(TEXT SECTION begins)

Joseph Thomas of Emkay is bullish on BFSI sector. Here’s why

“Higher profitability, cleaner balance sheets, and the trend of lower non-performing assets is something that makes the BFSI sector attractive,” K Joseph Thomas, Head Of Research at Emkay Wealth Management says in an interview to Moneycontrol.

With a growing economy, and faster credit growth, and a likely moderating interest rate scenario over the next two quarters, the BFSI sector holds much promise for investor portfolios, he believes.

Thomas with a rich experience of three decades in the financial markets says the stable economic and political environment make India a primarily attractive destination for global investors.

Q: Are the banks and NBFCs at the top of your buying list given the increasing profitability?

Higher profitability, cleaner balance sheets, and the trend of lower non-performing assets is something that makes the BFSI sector attractive. With a growing economy, and faster credit growth, and a likely moderating interest rate scenario over the next two quarters, the BFSI sector holds much promise for investor portfolios. Enhanced digitization and the forays into retail business, and the prospects of much better liquidity position augurs well for the sector. While these factors are relevant to profitability especially for banks, the success of NBFCs would depend to a certain extent on the efficacy with which the segments which do not have access to the normal banking system due to several issues are catered to through long term products.

The financialization of savings especially in the last one decade, the enhanced penetration of financial products including insurance, the larger number of demat accounts that are being opened, all these point towards an evolving sector which is fairly valued going by the P/Es. Therefore, there are structurally many relevant factors that make the sector a strong investment proposition.

Q: Do you think India will remain an important component in the overall Emerging Markets basket for most of global investors?

(TEXT SECTION ends)
(DATA FOR ANALYSIS begins)

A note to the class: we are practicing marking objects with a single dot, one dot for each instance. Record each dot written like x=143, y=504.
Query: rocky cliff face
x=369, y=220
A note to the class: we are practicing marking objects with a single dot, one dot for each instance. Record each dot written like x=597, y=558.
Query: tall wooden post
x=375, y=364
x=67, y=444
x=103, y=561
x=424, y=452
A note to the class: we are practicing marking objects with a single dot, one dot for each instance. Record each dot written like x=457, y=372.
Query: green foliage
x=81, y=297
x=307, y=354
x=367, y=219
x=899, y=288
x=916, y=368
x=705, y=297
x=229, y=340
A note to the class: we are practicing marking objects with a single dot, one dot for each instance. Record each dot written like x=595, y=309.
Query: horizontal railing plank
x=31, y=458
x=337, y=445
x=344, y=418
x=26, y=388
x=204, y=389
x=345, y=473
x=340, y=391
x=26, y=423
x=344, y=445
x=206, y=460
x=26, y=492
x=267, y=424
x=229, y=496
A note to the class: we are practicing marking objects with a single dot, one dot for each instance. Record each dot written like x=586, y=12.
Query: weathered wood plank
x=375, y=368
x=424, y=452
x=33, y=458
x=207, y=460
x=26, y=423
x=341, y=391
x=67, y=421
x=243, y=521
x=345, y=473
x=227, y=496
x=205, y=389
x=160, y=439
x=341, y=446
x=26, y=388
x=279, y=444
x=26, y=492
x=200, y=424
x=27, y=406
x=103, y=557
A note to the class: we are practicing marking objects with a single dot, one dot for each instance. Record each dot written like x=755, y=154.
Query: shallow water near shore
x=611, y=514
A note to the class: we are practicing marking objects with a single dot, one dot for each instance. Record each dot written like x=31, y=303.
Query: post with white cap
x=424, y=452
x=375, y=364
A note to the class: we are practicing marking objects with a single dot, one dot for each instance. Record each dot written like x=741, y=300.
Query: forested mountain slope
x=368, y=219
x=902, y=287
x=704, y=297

(DATA FOR ANALYSIS ends)

- _TASK TO CARRY OUT_:
State whether each statement below agrees with the interview above. Answer yes or no for each, and quote the deciding words of the interview exactly.
(a) Thomas has three decades of experience in the financial markets.
(b) The interview describes the BFSI sector as overvalued going by the P/Es.
(c) The interview says the success of NBFCs depends mainly on enhanced digitization.

- _SOLUTION TO THIS PROBLEM_:
(a) Yes: "Thomas with a rich experience of three decades in the financial markets"
(b) No: "an evolving sector which is fairly valued going by the P/Es"
(c) No: "the success of NBFCs would depend to a certain extent on the efficacy with which the segments which do not have access to the normal banking system due to several issues are catered to through long term products"